EXERCISE DESCRIPTION: Could you return, exactly as written, every line from the one containing "[tag] black outdoor" through the last line of the entries below, leaving out the pictures?

┌─ RECORDED DATA

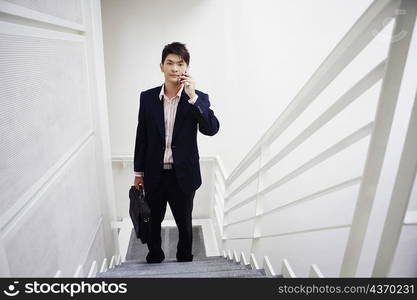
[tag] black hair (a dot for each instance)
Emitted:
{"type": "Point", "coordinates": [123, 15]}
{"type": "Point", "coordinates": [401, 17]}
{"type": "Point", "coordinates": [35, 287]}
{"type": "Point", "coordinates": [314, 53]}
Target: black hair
{"type": "Point", "coordinates": [178, 49]}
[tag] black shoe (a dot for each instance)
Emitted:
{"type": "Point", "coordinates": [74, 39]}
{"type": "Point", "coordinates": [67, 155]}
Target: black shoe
{"type": "Point", "coordinates": [152, 259]}
{"type": "Point", "coordinates": [184, 259]}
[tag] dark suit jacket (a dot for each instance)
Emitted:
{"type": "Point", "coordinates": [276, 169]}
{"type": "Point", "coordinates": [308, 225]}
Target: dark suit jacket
{"type": "Point", "coordinates": [150, 138]}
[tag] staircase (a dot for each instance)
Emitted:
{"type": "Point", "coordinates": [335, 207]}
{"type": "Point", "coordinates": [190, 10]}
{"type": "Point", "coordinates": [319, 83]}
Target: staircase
{"type": "Point", "coordinates": [201, 267]}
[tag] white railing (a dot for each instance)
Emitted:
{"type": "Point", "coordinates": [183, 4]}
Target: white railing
{"type": "Point", "coordinates": [390, 71]}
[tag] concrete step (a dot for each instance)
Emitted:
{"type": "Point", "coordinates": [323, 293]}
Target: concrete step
{"type": "Point", "coordinates": [213, 274]}
{"type": "Point", "coordinates": [152, 270]}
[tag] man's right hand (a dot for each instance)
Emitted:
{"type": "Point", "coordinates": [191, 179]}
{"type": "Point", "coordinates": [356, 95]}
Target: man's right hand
{"type": "Point", "coordinates": [139, 181]}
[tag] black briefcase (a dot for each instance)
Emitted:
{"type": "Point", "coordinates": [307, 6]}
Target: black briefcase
{"type": "Point", "coordinates": [140, 213]}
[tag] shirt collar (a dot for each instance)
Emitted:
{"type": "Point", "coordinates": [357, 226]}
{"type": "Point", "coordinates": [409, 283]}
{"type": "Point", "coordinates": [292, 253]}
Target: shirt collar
{"type": "Point", "coordinates": [161, 93]}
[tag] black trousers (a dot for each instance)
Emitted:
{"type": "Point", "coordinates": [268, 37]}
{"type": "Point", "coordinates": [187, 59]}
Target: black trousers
{"type": "Point", "coordinates": [181, 204]}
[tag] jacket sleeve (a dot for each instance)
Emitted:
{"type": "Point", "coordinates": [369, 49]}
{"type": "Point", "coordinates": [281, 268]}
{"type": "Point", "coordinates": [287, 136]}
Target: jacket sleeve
{"type": "Point", "coordinates": [208, 124]}
{"type": "Point", "coordinates": [141, 139]}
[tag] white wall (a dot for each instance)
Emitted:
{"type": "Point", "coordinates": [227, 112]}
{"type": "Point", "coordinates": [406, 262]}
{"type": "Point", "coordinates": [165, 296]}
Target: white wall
{"type": "Point", "coordinates": [251, 57]}
{"type": "Point", "coordinates": [56, 195]}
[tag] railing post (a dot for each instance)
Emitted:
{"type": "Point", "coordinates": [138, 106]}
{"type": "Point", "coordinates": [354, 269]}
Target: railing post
{"type": "Point", "coordinates": [391, 83]}
{"type": "Point", "coordinates": [400, 198]}
{"type": "Point", "coordinates": [263, 159]}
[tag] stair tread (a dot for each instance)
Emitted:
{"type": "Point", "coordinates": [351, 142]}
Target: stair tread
{"type": "Point", "coordinates": [225, 273]}
{"type": "Point", "coordinates": [169, 260]}
{"type": "Point", "coordinates": [184, 269]}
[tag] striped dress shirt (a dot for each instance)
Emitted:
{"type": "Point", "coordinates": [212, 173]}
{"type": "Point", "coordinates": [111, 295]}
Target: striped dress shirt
{"type": "Point", "coordinates": [170, 110]}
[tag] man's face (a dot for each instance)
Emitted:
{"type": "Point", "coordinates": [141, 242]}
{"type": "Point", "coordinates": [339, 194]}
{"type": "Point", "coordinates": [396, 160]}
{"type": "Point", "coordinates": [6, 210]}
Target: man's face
{"type": "Point", "coordinates": [173, 67]}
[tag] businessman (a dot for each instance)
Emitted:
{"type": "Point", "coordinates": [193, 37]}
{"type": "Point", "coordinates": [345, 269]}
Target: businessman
{"type": "Point", "coordinates": [166, 159]}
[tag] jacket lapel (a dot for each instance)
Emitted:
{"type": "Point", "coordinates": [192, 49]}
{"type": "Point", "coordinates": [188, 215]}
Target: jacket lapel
{"type": "Point", "coordinates": [159, 113]}
{"type": "Point", "coordinates": [182, 109]}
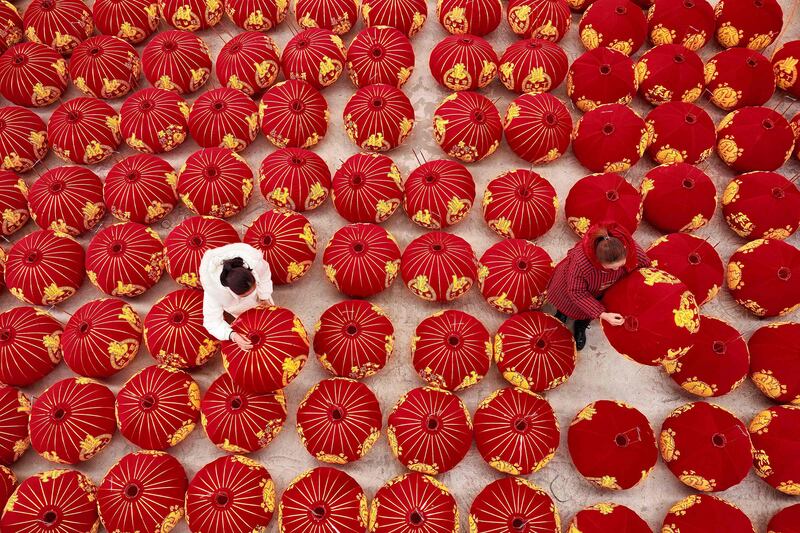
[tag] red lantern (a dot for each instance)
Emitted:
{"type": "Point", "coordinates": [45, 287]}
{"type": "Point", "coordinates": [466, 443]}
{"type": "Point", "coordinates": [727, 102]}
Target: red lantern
{"type": "Point", "coordinates": [378, 117]}
{"type": "Point", "coordinates": [177, 61]}
{"type": "Point", "coordinates": [760, 277]}
{"type": "Point", "coordinates": [315, 55]}
{"type": "Point", "coordinates": [67, 200]}
{"type": "Point", "coordinates": [361, 260]}
{"type": "Point", "coordinates": [339, 420]}
{"type": "Point", "coordinates": [44, 268]}
{"type": "Point", "coordinates": [231, 493]}
{"type": "Point", "coordinates": [706, 447]}
{"type": "Point", "coordinates": [32, 75]}
{"type": "Point", "coordinates": [131, 20]}
{"type": "Point", "coordinates": [762, 205]}
{"type": "Point", "coordinates": [439, 267]}
{"type": "Point", "coordinates": [293, 114]}
{"type": "Point", "coordinates": [145, 489]}
{"type": "Point", "coordinates": [739, 77]}
{"type": "Point", "coordinates": [23, 139]}
{"type": "Point", "coordinates": [353, 339]}
{"type": "Point", "coordinates": [467, 126]}
{"type": "Point", "coordinates": [656, 306]}
{"type": "Point", "coordinates": [280, 349]}
{"type": "Point", "coordinates": [333, 498]}
{"type": "Point", "coordinates": [691, 259]}
{"type": "Point", "coordinates": [215, 182]}
{"type": "Point", "coordinates": [463, 62]}
{"type": "Point", "coordinates": [775, 361]}
{"type": "Point", "coordinates": [287, 241]}
{"type": "Point", "coordinates": [72, 421]}
{"type": "Point", "coordinates": [237, 421]}
{"type": "Point", "coordinates": [250, 62]}
{"type": "Point", "coordinates": [174, 331]}
{"type": "Point", "coordinates": [101, 338]}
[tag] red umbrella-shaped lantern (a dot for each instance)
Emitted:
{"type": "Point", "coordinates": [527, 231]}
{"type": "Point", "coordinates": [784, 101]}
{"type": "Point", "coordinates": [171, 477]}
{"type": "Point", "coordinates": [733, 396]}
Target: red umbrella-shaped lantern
{"type": "Point", "coordinates": [534, 351]}
{"type": "Point", "coordinates": [361, 260]}
{"type": "Point", "coordinates": [329, 497]}
{"type": "Point", "coordinates": [691, 259]}
{"type": "Point", "coordinates": [174, 331]}
{"type": "Point", "coordinates": [101, 338]}
{"type": "Point", "coordinates": [294, 114]}
{"type": "Point", "coordinates": [533, 66]}
{"type": "Point", "coordinates": [600, 197]}
{"type": "Point", "coordinates": [177, 61]}
{"type": "Point", "coordinates": [763, 277]}
{"type": "Point", "coordinates": [656, 306]}
{"type": "Point", "coordinates": [231, 493]}
{"type": "Point", "coordinates": [287, 241]}
{"type": "Point", "coordinates": [339, 420]}
{"type": "Point", "coordinates": [762, 205]}
{"type": "Point", "coordinates": [84, 130]}
{"type": "Point", "coordinates": [706, 447]}
{"type": "Point", "coordinates": [280, 349]}
{"type": "Point", "coordinates": [775, 361]}
{"type": "Point", "coordinates": [353, 339]}
{"type": "Point", "coordinates": [125, 259]}
{"type": "Point", "coordinates": [132, 20]}
{"type": "Point", "coordinates": [237, 421]}
{"type": "Point", "coordinates": [516, 431]}
{"type": "Point", "coordinates": [44, 268]}
{"type": "Point", "coordinates": [413, 501]}
{"type": "Point", "coordinates": [612, 445]}
{"type": "Point", "coordinates": [513, 275]}
{"type": "Point", "coordinates": [439, 194]}
{"type": "Point", "coordinates": [367, 188]}
{"type": "Point", "coordinates": [32, 75]}
{"type": "Point", "coordinates": [144, 489]}
{"type": "Point", "coordinates": [439, 267]}
{"type": "Point", "coordinates": [158, 407]}
{"type": "Point", "coordinates": [250, 62]}
{"type": "Point", "coordinates": [72, 420]}
{"type": "Point", "coordinates": [467, 126]}
{"type": "Point", "coordinates": [463, 62]}
{"type": "Point", "coordinates": [215, 182]}
{"type": "Point", "coordinates": [378, 117]}
{"type": "Point", "coordinates": [67, 199]}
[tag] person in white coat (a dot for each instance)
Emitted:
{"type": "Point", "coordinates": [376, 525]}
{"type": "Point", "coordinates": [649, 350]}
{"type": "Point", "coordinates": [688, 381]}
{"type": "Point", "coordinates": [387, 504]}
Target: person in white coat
{"type": "Point", "coordinates": [235, 278]}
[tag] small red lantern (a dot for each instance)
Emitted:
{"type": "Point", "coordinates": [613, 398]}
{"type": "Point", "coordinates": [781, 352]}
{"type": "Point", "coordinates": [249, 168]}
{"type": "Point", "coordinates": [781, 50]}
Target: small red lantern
{"type": "Point", "coordinates": [178, 61]}
{"type": "Point", "coordinates": [101, 338]}
{"type": "Point", "coordinates": [439, 267]}
{"type": "Point", "coordinates": [72, 421]}
{"type": "Point", "coordinates": [67, 199]}
{"type": "Point", "coordinates": [280, 349]}
{"type": "Point", "coordinates": [174, 331]}
{"type": "Point", "coordinates": [44, 268]}
{"type": "Point", "coordinates": [353, 339]}
{"type": "Point", "coordinates": [378, 117]}
{"type": "Point", "coordinates": [439, 194]}
{"type": "Point", "coordinates": [32, 75]}
{"type": "Point", "coordinates": [760, 277]}
{"type": "Point", "coordinates": [287, 241]}
{"type": "Point", "coordinates": [361, 260]}
{"type": "Point", "coordinates": [339, 420]}
{"type": "Point", "coordinates": [293, 114]}
{"type": "Point", "coordinates": [367, 188]}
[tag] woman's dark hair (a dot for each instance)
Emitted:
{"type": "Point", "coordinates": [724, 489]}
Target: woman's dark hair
{"type": "Point", "coordinates": [236, 276]}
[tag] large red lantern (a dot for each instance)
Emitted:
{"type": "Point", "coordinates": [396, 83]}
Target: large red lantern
{"type": "Point", "coordinates": [439, 267]}
{"type": "Point", "coordinates": [287, 241]}
{"type": "Point", "coordinates": [361, 260]}
{"type": "Point", "coordinates": [101, 338]}
{"type": "Point", "coordinates": [280, 349]}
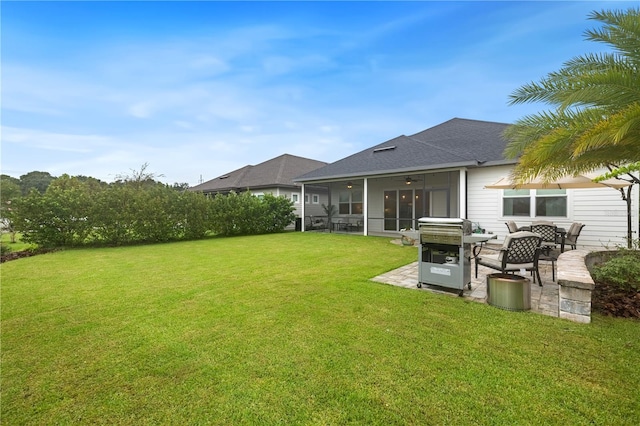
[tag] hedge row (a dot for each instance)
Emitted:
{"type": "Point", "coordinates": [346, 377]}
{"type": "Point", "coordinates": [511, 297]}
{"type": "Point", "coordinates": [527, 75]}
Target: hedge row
{"type": "Point", "coordinates": [73, 212]}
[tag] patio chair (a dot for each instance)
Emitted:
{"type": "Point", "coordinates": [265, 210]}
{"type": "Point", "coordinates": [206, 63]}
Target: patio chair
{"type": "Point", "coordinates": [511, 226]}
{"type": "Point", "coordinates": [519, 251]}
{"type": "Point", "coordinates": [572, 234]}
{"type": "Point", "coordinates": [548, 252]}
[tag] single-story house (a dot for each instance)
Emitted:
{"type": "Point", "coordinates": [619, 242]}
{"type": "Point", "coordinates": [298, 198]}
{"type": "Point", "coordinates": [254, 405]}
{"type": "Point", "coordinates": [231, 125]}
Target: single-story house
{"type": "Point", "coordinates": [274, 176]}
{"type": "Point", "coordinates": [442, 172]}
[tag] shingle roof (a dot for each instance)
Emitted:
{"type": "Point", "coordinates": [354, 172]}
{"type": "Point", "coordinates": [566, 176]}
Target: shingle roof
{"type": "Point", "coordinates": [454, 143]}
{"type": "Point", "coordinates": [277, 172]}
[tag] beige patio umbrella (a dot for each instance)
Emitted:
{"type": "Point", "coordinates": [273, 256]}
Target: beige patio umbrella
{"type": "Point", "coordinates": [566, 182]}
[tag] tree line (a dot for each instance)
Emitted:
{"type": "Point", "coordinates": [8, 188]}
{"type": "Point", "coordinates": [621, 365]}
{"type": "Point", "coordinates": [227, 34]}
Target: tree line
{"type": "Point", "coordinates": [79, 211]}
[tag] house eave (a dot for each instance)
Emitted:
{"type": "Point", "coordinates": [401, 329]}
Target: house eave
{"type": "Point", "coordinates": [380, 173]}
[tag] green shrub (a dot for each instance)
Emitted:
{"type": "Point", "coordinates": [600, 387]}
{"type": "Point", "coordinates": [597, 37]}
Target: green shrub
{"type": "Point", "coordinates": [622, 269]}
{"type": "Point", "coordinates": [4, 249]}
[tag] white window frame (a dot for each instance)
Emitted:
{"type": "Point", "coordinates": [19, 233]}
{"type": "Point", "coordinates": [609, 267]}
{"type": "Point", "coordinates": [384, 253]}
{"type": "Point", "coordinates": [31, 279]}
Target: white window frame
{"type": "Point", "coordinates": [533, 195]}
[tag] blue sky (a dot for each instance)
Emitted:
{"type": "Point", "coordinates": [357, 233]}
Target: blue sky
{"type": "Point", "coordinates": [198, 89]}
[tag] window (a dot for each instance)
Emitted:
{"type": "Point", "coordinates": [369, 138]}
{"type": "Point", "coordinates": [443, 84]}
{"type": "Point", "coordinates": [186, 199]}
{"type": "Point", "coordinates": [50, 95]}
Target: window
{"type": "Point", "coordinates": [516, 202]}
{"type": "Point", "coordinates": [350, 202]}
{"type": "Point", "coordinates": [547, 202]}
{"type": "Point", "coordinates": [551, 202]}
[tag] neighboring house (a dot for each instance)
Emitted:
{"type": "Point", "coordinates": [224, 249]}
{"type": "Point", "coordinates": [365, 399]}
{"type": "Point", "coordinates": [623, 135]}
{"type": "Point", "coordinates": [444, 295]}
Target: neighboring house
{"type": "Point", "coordinates": [442, 172]}
{"type": "Point", "coordinates": [274, 177]}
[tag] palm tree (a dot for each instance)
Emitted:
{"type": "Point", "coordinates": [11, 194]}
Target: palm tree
{"type": "Point", "coordinates": [596, 120]}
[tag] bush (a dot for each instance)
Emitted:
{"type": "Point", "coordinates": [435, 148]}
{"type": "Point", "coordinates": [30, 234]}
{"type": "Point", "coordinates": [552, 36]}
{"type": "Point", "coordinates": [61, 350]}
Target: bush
{"type": "Point", "coordinates": [622, 269]}
{"type": "Point", "coordinates": [4, 249]}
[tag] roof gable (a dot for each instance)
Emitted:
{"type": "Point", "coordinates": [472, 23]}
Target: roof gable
{"type": "Point", "coordinates": [454, 143]}
{"type": "Point", "coordinates": [278, 171]}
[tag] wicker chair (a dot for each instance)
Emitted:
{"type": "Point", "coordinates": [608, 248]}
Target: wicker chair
{"type": "Point", "coordinates": [519, 251]}
{"type": "Point", "coordinates": [548, 252]}
{"type": "Point", "coordinates": [511, 226]}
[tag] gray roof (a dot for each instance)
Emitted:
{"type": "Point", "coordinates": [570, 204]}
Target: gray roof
{"type": "Point", "coordinates": [277, 172]}
{"type": "Point", "coordinates": [454, 143]}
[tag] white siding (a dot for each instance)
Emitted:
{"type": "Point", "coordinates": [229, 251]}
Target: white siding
{"type": "Point", "coordinates": [602, 210]}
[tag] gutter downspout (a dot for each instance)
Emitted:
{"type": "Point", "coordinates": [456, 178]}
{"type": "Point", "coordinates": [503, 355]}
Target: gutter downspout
{"type": "Point", "coordinates": [365, 201]}
{"type": "Point", "coordinates": [302, 209]}
{"type": "Point", "coordinates": [462, 196]}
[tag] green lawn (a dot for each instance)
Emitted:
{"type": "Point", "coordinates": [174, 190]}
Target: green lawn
{"type": "Point", "coordinates": [288, 329]}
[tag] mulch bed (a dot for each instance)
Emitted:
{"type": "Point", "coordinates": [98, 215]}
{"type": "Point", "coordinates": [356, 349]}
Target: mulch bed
{"type": "Point", "coordinates": [613, 301]}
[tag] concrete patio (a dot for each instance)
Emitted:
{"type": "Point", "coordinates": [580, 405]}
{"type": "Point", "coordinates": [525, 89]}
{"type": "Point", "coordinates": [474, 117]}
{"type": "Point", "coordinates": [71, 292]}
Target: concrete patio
{"type": "Point", "coordinates": [544, 300]}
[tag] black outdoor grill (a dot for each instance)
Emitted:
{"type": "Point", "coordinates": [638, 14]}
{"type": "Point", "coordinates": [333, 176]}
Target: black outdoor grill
{"type": "Point", "coordinates": [444, 255]}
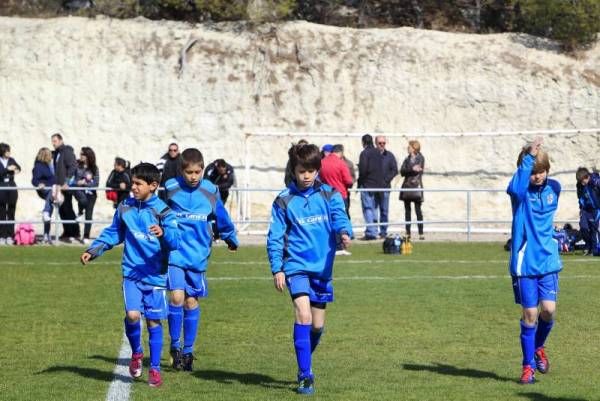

└─

SOLUTION FOR THIS PROBLEM:
[tag] black outdoor grill (a dot for each instance)
Emitted:
{"type": "Point", "coordinates": [638, 14]}
{"type": "Point", "coordinates": [333, 176]}
Target: black outdoor grill
{"type": "Point", "coordinates": [444, 255]}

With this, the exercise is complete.